> Work to do
How many lines in the rows below contain the word "trace"? Case counts. Reply with the number alone.
§ §
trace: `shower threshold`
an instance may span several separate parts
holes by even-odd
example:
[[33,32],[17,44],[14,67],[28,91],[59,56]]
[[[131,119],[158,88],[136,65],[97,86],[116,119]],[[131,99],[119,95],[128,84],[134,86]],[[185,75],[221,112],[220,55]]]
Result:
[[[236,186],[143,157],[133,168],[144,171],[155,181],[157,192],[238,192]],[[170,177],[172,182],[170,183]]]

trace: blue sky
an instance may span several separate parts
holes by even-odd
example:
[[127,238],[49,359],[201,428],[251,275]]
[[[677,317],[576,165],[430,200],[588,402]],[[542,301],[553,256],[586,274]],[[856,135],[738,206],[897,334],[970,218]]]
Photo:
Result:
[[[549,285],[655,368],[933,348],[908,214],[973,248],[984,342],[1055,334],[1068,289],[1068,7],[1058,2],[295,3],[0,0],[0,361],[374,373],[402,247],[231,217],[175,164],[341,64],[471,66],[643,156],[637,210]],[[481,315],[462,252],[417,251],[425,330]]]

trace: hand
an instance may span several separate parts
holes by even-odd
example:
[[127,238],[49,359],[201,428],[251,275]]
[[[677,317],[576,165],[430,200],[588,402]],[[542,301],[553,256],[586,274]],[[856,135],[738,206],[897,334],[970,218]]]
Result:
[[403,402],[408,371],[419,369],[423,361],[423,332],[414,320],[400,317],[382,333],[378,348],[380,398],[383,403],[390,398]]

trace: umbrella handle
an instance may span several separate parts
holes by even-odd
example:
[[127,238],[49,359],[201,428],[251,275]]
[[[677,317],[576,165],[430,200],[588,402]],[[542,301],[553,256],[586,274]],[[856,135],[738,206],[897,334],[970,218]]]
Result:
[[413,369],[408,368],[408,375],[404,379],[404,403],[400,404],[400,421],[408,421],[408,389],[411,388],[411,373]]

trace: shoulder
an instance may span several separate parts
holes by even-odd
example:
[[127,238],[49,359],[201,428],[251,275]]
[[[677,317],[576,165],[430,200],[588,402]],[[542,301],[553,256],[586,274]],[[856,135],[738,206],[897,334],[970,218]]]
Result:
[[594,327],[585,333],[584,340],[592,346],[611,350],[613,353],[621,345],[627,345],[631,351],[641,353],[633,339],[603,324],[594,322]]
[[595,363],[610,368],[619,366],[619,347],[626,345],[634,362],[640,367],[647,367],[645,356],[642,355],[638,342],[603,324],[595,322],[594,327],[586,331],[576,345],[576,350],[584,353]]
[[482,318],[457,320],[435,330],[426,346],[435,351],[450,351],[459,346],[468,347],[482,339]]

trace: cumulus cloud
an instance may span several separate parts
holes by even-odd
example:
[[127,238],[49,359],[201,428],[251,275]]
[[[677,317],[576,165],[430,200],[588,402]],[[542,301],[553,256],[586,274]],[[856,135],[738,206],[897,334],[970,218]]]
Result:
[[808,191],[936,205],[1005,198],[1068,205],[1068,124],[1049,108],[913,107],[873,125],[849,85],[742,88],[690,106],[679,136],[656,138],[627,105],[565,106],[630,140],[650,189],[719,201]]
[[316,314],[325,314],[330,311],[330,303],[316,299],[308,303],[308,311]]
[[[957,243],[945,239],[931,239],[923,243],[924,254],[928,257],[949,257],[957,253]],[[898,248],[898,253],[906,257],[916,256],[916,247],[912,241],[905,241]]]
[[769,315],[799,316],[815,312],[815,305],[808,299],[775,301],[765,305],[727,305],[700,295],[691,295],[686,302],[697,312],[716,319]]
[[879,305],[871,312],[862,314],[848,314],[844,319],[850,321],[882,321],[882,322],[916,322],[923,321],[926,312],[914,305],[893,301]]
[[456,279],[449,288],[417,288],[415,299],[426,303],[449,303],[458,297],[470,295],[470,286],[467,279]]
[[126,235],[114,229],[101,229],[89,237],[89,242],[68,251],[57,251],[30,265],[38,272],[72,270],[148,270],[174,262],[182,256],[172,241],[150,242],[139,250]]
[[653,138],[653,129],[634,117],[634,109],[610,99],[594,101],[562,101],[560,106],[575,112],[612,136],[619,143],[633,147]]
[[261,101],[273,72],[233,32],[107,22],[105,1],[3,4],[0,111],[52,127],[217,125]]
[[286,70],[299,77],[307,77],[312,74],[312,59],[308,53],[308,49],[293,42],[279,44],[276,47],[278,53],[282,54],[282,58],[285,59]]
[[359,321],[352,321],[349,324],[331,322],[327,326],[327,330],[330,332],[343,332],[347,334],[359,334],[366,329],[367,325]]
§ §
> Correct result
6